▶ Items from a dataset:
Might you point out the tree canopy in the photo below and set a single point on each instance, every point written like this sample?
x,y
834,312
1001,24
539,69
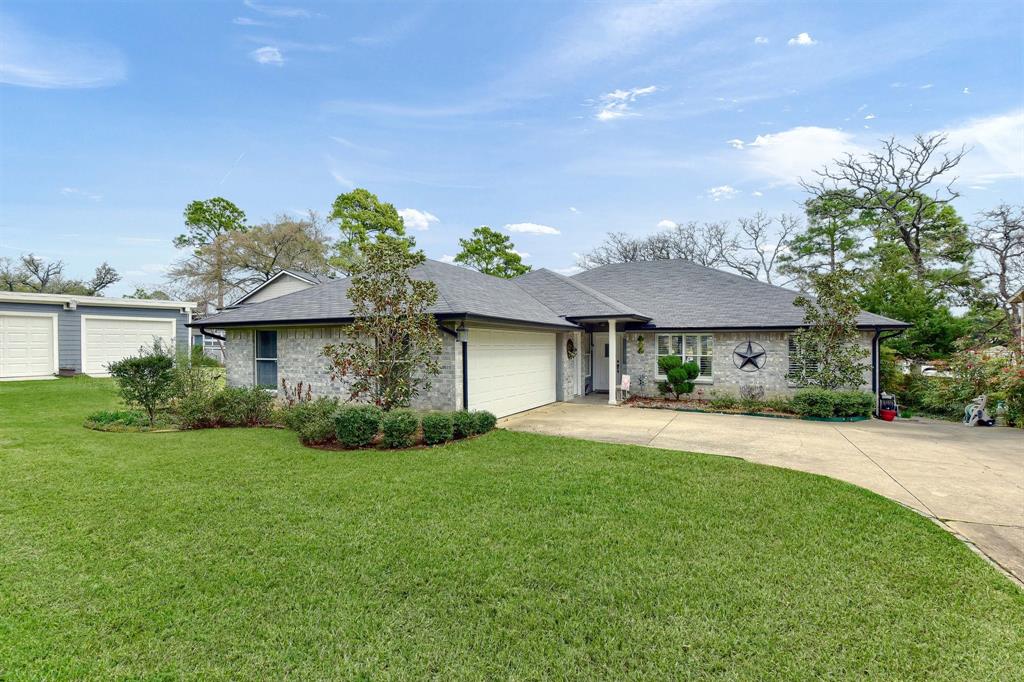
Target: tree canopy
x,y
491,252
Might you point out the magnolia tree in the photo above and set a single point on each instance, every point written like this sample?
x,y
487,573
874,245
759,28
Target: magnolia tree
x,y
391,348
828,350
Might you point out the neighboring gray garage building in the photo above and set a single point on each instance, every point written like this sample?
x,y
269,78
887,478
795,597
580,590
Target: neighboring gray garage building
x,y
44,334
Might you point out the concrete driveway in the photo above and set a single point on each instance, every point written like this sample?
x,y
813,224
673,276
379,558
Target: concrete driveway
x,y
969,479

---

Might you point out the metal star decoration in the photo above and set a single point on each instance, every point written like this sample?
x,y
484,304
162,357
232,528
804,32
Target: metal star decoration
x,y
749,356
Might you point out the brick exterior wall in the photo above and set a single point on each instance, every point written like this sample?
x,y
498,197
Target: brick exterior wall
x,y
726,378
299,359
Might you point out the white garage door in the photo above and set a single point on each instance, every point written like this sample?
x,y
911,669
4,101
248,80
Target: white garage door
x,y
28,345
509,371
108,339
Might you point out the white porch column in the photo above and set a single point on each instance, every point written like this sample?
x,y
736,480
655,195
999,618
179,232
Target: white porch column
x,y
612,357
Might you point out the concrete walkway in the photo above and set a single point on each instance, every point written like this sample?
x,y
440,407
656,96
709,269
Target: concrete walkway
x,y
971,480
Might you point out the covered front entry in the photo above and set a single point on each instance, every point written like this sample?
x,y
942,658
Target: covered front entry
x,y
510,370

▶ Instructions to follow:
From the rows above, pull out every line containing the word "exterior" and copy each one.

▶ Exercise output:
Might you point out the brick exterior wall in the photo above and set a single point on each instance, every point written like this sample?
Target: brick exterior wall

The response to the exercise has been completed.